> TASK DIRECTIONS
Rewrite the lines from the line with "Highlight the potted" to the line with "[432,258,492,452]" as a two-column CSV with the headers input and output. Each worded line and the coordinate lines that follow it form one row, with every field in quotation marks and any line breaks replaced by spaces.

> ROWS

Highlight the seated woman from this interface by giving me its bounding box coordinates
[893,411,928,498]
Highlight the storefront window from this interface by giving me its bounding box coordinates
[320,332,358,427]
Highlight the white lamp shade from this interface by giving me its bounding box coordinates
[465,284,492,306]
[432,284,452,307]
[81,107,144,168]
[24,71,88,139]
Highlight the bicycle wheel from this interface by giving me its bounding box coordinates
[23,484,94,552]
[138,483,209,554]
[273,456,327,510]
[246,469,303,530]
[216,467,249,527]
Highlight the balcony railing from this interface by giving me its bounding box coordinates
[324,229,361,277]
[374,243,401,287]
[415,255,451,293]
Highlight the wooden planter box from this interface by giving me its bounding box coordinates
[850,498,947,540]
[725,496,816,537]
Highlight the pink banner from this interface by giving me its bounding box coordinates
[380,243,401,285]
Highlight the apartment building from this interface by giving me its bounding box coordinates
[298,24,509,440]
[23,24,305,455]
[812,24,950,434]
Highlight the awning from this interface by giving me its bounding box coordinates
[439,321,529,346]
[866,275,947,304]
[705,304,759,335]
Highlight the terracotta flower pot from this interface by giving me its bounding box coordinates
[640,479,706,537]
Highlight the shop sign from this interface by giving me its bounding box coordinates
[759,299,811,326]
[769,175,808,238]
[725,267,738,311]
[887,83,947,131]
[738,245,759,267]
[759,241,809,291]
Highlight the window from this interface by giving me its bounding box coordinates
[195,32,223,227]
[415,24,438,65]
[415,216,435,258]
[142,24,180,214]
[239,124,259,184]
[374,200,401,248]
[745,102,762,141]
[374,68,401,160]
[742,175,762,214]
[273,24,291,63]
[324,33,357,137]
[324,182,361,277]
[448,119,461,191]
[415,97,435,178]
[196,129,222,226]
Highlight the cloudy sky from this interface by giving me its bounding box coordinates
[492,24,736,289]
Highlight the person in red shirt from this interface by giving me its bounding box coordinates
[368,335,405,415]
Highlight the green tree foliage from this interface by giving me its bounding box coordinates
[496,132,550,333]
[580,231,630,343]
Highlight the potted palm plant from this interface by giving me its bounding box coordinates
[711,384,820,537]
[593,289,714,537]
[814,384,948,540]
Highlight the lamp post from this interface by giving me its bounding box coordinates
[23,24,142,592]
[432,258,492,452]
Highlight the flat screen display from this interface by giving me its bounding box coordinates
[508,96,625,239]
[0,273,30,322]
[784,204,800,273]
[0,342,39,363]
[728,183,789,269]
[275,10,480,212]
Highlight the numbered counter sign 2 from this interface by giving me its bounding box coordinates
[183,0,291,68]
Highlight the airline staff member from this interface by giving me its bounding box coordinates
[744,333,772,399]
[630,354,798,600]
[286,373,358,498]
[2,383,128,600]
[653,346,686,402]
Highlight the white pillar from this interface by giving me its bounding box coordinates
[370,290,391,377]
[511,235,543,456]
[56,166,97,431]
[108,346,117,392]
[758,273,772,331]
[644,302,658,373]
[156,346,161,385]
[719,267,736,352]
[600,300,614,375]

> SOLUTION TO THIS TASK
input,output
"Highlight the potted palm plant from this interface by giving me its bounding box coordinates","[711,384,820,537] [593,289,714,537] [814,384,948,540]"
"Highlight the lamp post from this interface by giving me its bounding box coordinates","[23,24,142,592] [432,258,492,452]"